▶ _WHAT THE TASK ASKS_
Please transcribe the data that follows exactly, from its first line through the line that contains "positive clicks: (477, 540)".

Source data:
========

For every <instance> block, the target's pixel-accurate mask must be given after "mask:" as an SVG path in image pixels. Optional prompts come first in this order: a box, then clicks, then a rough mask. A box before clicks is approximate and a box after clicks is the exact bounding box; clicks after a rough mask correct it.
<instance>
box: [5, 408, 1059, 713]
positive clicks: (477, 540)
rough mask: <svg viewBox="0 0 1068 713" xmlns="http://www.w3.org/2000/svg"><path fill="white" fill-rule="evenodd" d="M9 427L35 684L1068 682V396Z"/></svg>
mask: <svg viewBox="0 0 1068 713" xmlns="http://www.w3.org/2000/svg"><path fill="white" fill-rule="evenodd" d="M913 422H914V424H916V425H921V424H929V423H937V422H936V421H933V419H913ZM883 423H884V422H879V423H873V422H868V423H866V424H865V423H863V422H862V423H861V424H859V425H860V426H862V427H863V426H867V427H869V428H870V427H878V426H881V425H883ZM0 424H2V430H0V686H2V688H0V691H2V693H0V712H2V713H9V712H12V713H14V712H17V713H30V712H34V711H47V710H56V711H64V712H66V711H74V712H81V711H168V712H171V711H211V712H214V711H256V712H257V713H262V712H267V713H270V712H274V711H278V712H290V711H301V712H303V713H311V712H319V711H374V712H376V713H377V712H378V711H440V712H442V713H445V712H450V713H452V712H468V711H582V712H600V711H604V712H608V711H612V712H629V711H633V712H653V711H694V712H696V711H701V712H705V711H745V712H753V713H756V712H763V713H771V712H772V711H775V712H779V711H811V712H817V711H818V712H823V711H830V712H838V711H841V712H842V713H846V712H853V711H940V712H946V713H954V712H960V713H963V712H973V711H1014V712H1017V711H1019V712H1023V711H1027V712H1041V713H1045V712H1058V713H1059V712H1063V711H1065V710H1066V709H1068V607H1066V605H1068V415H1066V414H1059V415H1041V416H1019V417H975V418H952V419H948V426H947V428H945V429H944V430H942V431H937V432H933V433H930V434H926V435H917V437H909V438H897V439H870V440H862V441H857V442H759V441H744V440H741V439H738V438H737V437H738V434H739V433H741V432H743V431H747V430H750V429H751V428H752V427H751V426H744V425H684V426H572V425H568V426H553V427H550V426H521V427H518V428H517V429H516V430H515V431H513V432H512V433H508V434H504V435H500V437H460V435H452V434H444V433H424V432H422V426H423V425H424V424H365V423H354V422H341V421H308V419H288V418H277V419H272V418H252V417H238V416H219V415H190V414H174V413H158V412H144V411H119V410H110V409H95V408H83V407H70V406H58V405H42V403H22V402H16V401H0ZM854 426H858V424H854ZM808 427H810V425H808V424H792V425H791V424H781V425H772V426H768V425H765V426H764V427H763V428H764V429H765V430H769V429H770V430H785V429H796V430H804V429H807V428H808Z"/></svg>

========

▶ _RESULT_
For every <instance> block, the target's pixel-accurate mask must be given after "mask:" as an SVG path in image pixels. Optional prompts come first in this order: a box, then clicks, then a rough mask. A box before clicks is approximate and a box after clicks is the exact bounding box; clicks after a rough mask correct it.
<instance>
box: [5, 408, 1059, 713]
positive clicks: (477, 540)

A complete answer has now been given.